EXERCISE PROMPT
Pick out each line in the listing below that contains the word "green" and copy it. Only lines with the same capitalization count.

EXTRACTED DATA
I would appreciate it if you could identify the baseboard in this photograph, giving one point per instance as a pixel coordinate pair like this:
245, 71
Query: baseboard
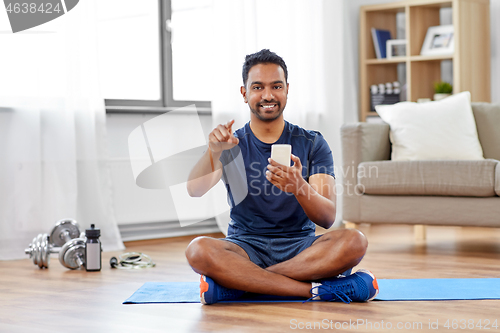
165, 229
* * *
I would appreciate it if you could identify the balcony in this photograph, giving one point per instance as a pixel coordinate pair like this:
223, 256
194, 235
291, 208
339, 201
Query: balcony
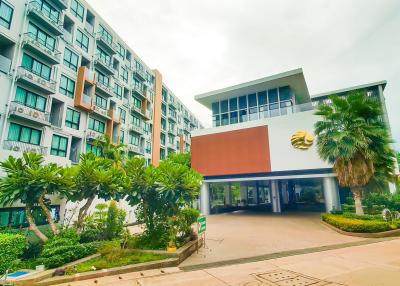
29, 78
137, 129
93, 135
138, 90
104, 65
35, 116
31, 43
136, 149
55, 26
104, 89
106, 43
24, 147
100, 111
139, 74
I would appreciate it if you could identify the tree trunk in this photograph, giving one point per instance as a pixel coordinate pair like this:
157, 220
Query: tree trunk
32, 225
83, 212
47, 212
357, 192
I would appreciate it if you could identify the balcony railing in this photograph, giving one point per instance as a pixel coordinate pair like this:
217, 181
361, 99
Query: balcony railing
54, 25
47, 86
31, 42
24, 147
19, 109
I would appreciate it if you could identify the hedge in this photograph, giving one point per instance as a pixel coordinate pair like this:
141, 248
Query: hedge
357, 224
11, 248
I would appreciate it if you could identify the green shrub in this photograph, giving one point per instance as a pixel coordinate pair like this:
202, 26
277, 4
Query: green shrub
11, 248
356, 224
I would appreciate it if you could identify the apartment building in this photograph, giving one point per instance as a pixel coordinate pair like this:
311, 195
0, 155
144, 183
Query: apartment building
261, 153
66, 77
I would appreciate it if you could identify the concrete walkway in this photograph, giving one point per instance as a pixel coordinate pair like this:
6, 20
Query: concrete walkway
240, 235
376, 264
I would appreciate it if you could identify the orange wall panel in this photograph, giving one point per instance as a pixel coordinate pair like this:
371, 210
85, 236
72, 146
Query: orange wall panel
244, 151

TASK SOLUTION
I would appreciate it if you could identify the green shrub in this photograph, giving one point per instance as a pixel coordinate pair like this:
Query: green shrub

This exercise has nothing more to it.